§ What is needed: Give back the full listing as written. No pictures go with it.

§ Records:
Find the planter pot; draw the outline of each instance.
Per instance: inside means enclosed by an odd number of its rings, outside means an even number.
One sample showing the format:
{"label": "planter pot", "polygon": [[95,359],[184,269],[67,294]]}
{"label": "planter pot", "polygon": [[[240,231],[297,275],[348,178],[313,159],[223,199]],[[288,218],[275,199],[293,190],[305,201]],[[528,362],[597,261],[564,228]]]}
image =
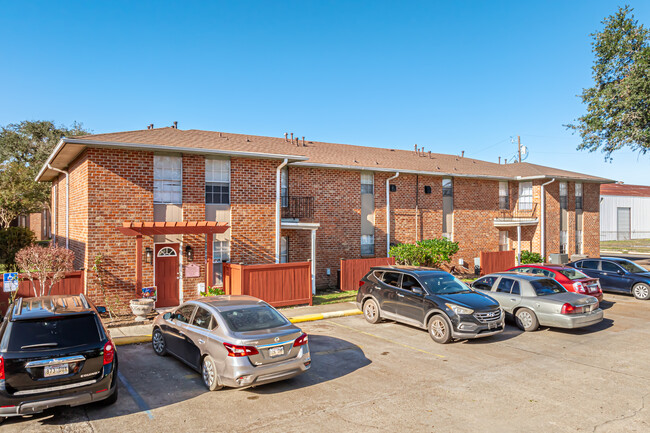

§ Task result:
Find the planter pot; draw the outline of each instance.
Per instance: inside means enclosed by an odd number of its rings, outside means an even number.
One sample showing the format:
{"label": "planter pot", "polygon": [[95,359],[184,269],[67,294]]}
{"label": "planter pot", "polygon": [[[240,231],[297,275],[348,178],[313,159],[223,199]],[[288,218],[275,199],[293,190],[305,201]],[[528,362],[597,261],[564,228]]]}
image =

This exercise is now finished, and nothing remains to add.